◆ Task material:
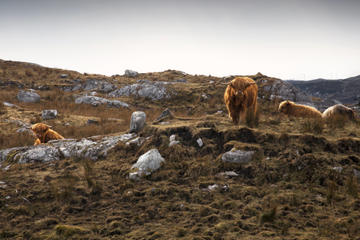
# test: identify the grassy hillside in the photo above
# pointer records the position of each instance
(300, 184)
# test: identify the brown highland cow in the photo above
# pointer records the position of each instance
(339, 111)
(240, 97)
(297, 110)
(44, 133)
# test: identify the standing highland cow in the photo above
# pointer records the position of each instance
(44, 133)
(339, 111)
(297, 110)
(240, 97)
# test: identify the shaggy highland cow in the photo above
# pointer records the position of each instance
(240, 97)
(44, 133)
(339, 110)
(297, 110)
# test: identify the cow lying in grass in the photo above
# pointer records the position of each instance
(297, 110)
(240, 97)
(339, 111)
(44, 133)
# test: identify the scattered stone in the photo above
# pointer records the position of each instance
(59, 149)
(338, 169)
(28, 96)
(228, 174)
(7, 104)
(130, 73)
(154, 91)
(173, 140)
(136, 141)
(92, 121)
(237, 156)
(357, 173)
(147, 164)
(200, 142)
(96, 101)
(137, 121)
(49, 114)
(166, 114)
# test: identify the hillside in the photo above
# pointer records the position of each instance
(346, 91)
(301, 181)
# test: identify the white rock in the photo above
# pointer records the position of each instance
(137, 121)
(147, 163)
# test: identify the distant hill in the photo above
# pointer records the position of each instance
(346, 91)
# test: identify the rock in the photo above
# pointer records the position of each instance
(58, 149)
(49, 114)
(98, 85)
(137, 121)
(28, 96)
(96, 101)
(147, 164)
(228, 174)
(92, 121)
(130, 73)
(200, 142)
(136, 141)
(7, 104)
(153, 91)
(166, 114)
(237, 156)
(338, 169)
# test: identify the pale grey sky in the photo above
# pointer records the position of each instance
(289, 39)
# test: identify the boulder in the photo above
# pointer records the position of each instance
(137, 121)
(49, 114)
(130, 73)
(67, 148)
(96, 101)
(149, 90)
(147, 164)
(28, 96)
(237, 156)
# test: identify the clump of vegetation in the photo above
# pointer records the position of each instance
(268, 216)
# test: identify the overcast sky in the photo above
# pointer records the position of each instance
(289, 39)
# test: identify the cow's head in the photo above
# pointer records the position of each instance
(40, 129)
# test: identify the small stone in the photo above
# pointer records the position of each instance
(49, 114)
(137, 121)
(200, 142)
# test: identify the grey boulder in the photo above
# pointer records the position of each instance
(49, 114)
(146, 164)
(29, 96)
(237, 156)
(96, 101)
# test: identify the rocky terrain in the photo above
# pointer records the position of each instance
(155, 156)
(330, 92)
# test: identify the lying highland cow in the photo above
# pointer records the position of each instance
(339, 111)
(44, 133)
(240, 97)
(292, 109)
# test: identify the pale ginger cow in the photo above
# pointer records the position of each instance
(44, 133)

◆ Directions for this task: From the listing above, collect every line that mentions the word "lying".

◆ Expected answer:
# test: identify the cow lying in grass in the photo above
# test: identify the lying highland cow in the photo above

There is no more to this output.